(ANWEISUNGEN)
1. Schreibe den Auszug über die Server-Neuerungen von „Zudem bieten wir“ bis einschließlich „Fahrzeuge / LKWs)“ neu und setze dabei „Notärzte“ an die Stelle von „Sanitäter“.
2. Führe den Auszug über die Server-Neuerungen im Anschluss an seinen letzten Eintrag weiter.

(AUSZUG)
———

Zudem bieten wir für etablierte und RP-starke Vereinigungen die Möglichkeiten, eine Basis samt Housingmöglichkeiten auf der Karte zu implementieren.

*ADAC und Sanitäter Implementierung*
*ADAC *- Spezielle Fahrzeuge, Abschleppfunktion, Flip-Funktion, ADAC-Basen, Gelbes Warnlicht
*Sanitäter *- Spezielle Fahrzeuge, Wiederbeleben (komplex), Heilen, Blaulicht, Horn, Landhorn

*Optimierung des SMS-Systems*
Verbesserte Antwortmöglichkeit sowie bessere Übersicht

*Rucksack-Diebstahl nicht möglich*
*Akkusystem für Handys* - SMS-Nutzung nicht möglich, wenn der Akku leer ist
*"Tempest - Gerät"* - LKW, der automatisch erntet (allerdings nicht für alle Fahrzeuge / LKWs)

———

Datensätze zum Zeigen:
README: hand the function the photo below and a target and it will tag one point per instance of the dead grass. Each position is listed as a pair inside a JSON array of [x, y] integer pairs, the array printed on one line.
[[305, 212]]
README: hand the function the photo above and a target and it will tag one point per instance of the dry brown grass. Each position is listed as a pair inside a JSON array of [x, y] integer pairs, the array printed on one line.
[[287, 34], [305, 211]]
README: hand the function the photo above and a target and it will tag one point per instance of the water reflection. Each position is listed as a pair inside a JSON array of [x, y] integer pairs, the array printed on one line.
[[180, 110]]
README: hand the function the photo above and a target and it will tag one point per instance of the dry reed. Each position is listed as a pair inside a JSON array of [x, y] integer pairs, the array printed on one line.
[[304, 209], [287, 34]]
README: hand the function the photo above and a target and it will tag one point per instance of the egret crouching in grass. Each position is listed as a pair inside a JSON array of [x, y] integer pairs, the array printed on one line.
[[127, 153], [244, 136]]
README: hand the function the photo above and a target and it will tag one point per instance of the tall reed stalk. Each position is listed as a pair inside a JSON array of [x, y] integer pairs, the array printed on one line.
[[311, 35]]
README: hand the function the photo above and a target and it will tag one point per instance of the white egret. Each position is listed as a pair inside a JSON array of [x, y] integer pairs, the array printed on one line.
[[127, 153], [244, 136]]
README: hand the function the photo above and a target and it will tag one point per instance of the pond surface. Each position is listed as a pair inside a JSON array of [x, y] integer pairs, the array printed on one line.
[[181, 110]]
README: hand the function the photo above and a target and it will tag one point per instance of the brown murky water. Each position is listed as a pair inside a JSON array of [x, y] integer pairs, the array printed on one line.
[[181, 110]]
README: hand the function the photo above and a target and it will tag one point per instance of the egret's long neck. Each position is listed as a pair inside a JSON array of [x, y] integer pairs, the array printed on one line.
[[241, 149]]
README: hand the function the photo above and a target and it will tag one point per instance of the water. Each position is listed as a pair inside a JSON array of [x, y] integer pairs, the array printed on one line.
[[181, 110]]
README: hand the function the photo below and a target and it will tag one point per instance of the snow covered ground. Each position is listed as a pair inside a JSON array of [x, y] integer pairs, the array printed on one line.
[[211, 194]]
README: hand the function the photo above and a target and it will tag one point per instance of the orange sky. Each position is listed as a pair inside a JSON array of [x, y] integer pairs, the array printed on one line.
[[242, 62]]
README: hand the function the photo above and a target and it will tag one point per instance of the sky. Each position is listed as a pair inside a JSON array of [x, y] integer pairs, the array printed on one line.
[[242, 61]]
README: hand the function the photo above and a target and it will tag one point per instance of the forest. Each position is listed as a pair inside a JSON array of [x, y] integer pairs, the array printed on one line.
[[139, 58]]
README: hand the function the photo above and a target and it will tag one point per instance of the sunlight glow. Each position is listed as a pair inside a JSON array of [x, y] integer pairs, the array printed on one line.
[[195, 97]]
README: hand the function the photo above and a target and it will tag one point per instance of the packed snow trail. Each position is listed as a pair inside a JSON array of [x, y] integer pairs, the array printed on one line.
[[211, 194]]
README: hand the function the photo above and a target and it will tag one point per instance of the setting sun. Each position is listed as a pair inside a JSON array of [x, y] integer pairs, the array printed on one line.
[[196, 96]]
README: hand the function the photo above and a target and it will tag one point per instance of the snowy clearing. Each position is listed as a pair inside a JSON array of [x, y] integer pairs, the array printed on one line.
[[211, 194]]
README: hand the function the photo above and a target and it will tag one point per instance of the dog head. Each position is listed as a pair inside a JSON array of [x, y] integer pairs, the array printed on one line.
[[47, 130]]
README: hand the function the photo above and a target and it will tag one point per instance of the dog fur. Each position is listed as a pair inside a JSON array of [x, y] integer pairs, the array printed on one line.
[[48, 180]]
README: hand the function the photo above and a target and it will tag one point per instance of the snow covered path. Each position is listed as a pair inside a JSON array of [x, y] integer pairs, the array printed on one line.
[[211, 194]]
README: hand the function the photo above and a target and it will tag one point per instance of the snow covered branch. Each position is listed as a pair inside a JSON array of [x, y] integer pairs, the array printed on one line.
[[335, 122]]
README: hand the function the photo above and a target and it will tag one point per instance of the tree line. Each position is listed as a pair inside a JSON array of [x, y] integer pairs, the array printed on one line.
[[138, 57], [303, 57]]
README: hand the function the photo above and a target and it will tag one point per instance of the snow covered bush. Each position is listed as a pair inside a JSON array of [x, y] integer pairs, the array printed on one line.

———

(ANTWORTEN)
1.
Zudem bieten wir für etablierte und RP-starke Vereinigungen die Möglichkeiten, eine Basis samt Housingmöglichkeiten auf der Karte zu implementieren.

*ADAC und Notärzte Implementierung*
*ADAC *- Spezielle Fahrzeuge, Abschleppfunktion, Flip-Funktion, ADAC-Basen, Gelbes Warnlicht
*Notärzte *- Spezielle Fahrzeuge, Wiederbeleben (komplex), Heilen, Blaulicht, Horn, Landhorn

*Optimierung des SMS-Systems*
Verbesserte Antwortmöglichkeit sowie bessere Übersicht

*Rucksack-Diebstahl nicht möglich*
*Akkusystem für Handys* - SMS-Nutzung nicht möglich, wenn der Akku leer ist
*"Tempest - Gerät"* - LKW, der automatisch erntet (allerdings nicht für alle Fahrzeuge / LKWs)

2.
*Folter- und Festnahmemöglichkeit für Zivilisten*
*Blitzer*
*Überfallbare Tankstellen*
*JSRS 2.2*
*legales / illegales Glücksspiel*
*Events*

...und vieles mehr!


Wir würden uns freuen, Euch auf dem Server begrüßen zu dürfen.
*Euer e-Monkeys Team!*​


----------



## DrSnuupy (25. August 2015)

Ist ein richtig cooler server mit einer richtig Hilfsbereiten und coolen Community!! Aber eine Frage habe ich, auf welche Transporter kann ich andere Autos aufladen und welche Autotypen sind überhaupt "Aufladebereit"? Danke im vorraus : )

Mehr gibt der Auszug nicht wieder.